→ Material for this task

/---

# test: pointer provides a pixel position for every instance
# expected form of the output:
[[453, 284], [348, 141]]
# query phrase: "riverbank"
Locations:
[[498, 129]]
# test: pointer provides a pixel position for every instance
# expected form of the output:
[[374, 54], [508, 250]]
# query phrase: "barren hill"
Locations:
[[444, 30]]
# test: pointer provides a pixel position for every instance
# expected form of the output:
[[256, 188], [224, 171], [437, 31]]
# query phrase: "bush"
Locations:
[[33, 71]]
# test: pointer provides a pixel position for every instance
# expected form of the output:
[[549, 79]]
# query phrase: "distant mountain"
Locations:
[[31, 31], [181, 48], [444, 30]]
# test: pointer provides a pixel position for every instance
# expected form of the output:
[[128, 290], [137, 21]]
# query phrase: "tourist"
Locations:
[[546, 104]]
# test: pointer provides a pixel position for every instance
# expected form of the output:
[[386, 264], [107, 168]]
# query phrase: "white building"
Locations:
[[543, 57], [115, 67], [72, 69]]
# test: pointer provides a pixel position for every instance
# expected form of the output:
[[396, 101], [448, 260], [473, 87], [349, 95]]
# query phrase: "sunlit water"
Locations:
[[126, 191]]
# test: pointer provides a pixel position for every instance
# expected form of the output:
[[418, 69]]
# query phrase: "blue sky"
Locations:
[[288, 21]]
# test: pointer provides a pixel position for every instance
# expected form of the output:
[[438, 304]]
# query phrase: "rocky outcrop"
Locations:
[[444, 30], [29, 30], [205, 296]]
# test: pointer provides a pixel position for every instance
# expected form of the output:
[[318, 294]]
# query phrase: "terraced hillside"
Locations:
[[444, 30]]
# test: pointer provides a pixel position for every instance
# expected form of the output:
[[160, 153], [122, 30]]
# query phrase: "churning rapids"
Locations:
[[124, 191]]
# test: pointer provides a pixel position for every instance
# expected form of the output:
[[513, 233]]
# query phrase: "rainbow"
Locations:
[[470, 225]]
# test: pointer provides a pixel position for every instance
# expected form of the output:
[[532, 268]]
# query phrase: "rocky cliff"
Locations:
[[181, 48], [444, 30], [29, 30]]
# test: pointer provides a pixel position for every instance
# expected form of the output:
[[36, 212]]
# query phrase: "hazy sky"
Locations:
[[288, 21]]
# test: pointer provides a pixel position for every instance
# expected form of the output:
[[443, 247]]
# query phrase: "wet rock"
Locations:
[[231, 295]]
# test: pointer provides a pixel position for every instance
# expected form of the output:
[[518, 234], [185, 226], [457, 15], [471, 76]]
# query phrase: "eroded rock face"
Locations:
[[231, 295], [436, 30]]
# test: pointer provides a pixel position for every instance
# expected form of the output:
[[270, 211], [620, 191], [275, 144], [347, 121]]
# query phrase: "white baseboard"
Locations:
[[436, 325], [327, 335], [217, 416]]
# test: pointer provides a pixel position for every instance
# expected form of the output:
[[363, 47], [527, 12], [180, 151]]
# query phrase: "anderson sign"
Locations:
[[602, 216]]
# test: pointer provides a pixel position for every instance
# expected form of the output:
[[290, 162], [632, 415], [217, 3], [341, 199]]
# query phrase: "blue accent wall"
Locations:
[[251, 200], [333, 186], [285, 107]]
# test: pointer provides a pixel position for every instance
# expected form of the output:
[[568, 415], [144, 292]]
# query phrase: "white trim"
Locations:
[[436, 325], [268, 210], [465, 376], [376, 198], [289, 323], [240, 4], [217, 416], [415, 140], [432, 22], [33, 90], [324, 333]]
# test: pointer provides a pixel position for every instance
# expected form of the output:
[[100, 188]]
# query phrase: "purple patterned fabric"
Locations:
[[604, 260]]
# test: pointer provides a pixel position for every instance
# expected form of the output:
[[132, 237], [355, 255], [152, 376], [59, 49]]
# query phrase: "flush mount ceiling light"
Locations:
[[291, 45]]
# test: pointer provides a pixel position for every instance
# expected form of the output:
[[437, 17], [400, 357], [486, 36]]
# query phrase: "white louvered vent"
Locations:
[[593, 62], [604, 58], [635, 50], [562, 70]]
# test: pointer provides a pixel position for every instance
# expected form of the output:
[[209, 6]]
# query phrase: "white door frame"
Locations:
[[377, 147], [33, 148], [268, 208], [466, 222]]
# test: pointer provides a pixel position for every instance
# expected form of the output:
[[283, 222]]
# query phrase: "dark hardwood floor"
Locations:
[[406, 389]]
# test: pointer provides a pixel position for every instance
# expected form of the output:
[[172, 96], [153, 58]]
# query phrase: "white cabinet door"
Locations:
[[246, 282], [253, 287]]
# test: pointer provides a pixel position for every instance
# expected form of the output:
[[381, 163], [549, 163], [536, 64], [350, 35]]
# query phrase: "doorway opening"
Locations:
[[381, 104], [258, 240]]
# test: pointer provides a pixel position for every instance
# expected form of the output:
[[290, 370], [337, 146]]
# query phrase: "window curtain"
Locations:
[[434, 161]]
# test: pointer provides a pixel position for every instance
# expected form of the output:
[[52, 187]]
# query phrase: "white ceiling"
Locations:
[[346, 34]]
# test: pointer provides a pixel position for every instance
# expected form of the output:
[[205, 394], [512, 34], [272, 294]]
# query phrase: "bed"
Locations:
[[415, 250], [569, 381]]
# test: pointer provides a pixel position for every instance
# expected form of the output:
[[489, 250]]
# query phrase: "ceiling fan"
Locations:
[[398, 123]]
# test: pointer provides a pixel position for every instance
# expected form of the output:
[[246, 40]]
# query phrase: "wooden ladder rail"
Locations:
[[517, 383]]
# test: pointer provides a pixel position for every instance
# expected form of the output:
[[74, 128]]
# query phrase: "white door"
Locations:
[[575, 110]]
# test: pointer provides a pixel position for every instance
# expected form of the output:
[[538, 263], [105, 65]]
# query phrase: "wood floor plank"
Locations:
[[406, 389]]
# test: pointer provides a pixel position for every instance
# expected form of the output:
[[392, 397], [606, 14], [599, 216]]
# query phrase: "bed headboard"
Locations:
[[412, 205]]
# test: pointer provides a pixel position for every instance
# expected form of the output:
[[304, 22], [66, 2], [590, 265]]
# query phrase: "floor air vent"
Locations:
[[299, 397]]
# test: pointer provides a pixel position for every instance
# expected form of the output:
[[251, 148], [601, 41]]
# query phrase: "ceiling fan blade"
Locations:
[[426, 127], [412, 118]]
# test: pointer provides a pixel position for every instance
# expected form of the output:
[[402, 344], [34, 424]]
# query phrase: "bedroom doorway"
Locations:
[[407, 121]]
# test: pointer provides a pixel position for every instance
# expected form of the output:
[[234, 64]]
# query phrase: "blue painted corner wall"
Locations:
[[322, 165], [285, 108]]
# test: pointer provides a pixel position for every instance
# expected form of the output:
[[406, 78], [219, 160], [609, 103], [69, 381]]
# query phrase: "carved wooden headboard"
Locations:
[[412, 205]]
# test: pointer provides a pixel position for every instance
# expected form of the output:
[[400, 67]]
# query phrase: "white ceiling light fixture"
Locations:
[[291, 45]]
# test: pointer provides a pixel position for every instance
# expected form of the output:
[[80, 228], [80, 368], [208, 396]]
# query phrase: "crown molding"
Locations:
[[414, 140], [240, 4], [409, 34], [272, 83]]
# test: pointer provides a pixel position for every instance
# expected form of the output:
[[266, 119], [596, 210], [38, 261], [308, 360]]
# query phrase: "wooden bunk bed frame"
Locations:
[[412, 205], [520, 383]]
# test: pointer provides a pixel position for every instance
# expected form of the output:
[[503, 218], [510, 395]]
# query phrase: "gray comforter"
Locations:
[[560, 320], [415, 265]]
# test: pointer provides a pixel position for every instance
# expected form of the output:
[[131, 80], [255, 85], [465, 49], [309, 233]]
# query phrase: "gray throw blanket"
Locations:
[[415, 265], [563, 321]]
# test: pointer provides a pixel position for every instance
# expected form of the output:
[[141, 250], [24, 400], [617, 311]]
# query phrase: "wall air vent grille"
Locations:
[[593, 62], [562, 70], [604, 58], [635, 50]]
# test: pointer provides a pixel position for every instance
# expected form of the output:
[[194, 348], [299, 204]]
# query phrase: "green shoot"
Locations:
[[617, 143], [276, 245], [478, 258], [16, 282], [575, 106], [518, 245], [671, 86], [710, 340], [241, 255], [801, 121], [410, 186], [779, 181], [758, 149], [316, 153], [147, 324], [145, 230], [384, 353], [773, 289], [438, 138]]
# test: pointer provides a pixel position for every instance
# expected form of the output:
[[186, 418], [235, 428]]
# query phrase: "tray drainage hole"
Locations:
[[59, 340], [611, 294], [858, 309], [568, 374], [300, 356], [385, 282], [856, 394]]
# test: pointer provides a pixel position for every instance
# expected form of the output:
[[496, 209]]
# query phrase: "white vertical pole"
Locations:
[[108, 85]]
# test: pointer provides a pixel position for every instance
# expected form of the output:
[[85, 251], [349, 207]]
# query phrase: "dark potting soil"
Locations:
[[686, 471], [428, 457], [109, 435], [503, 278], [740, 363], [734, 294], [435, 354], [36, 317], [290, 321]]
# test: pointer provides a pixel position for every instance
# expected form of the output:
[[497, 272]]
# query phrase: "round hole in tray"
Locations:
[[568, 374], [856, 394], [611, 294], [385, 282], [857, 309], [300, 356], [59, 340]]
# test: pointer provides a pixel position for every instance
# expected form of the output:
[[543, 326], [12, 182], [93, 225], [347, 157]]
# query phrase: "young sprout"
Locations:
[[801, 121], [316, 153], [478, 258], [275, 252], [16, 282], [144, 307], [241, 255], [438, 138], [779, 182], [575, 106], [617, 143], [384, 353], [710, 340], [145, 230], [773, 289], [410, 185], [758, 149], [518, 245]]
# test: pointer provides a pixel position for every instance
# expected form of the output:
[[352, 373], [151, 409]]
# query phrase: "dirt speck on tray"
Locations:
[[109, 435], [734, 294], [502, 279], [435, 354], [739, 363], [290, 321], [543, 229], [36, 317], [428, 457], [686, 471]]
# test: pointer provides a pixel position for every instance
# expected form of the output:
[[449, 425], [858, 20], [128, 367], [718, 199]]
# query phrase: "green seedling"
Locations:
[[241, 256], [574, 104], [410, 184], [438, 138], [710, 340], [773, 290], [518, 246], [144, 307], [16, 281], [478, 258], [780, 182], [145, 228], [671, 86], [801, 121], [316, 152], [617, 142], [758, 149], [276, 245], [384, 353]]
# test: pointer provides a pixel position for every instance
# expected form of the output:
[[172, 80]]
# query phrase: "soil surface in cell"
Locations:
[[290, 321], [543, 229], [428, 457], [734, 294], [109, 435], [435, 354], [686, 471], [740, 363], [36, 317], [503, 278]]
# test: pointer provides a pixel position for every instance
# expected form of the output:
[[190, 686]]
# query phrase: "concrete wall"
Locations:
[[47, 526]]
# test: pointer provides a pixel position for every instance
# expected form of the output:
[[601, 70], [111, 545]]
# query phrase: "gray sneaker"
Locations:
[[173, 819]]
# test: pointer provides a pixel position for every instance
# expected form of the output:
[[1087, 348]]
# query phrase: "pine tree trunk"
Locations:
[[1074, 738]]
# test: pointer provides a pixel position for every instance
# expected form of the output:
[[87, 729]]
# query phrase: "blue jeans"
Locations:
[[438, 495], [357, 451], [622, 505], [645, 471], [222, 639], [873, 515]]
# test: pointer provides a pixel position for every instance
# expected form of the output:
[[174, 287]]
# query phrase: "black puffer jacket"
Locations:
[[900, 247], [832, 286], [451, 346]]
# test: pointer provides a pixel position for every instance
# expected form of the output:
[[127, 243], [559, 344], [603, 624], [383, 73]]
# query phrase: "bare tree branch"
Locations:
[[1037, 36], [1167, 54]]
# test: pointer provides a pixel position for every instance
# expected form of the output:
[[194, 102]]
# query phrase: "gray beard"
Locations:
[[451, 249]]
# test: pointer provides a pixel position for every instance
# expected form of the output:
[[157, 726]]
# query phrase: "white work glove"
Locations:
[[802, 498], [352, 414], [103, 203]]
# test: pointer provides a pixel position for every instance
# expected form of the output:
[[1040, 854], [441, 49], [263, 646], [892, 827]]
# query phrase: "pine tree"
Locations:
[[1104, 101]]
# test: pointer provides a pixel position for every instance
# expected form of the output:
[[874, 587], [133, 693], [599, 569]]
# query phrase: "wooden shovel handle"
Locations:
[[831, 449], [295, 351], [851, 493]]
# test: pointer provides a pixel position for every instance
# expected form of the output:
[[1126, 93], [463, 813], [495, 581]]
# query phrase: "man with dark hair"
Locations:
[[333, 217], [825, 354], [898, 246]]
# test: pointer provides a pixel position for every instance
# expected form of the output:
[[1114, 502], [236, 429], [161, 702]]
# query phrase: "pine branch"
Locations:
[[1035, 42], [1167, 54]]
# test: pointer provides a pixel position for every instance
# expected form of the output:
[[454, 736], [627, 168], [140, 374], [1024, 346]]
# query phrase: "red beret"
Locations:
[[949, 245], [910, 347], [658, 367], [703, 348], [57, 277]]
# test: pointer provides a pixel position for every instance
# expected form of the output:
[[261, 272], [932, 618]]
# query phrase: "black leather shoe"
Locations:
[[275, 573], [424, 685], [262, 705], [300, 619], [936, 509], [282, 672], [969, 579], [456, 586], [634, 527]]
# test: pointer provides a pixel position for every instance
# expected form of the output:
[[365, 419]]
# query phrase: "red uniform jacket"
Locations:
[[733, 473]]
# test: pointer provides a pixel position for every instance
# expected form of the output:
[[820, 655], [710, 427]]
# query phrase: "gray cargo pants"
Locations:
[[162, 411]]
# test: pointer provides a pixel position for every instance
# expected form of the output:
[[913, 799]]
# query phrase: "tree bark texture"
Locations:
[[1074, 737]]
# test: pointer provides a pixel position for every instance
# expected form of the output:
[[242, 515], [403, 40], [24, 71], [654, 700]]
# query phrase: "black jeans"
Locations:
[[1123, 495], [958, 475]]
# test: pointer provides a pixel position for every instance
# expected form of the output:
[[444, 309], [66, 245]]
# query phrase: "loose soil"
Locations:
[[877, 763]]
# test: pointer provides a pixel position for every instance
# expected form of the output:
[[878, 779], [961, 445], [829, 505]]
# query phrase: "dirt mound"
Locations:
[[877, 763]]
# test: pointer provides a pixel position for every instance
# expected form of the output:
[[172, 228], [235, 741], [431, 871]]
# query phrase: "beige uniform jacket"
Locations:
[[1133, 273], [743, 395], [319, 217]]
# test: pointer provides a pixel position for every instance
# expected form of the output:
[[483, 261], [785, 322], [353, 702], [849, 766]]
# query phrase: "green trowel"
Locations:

\---

Keep only the lines from the one containing "[[172, 228], [235, 741], [431, 871]]" through the final line of the records, and transcribe them exactly.

[[172, 228], [235, 741], [431, 871]]
# query phrase: "beige uniform jacket"
Locations:
[[1133, 273], [743, 395], [319, 217]]
# test: pointer provides a pixel position for every instance
# expected form of the output:
[[483, 261], [785, 322], [353, 702], [849, 766]]
# query phrase: "green trowel"
Locations:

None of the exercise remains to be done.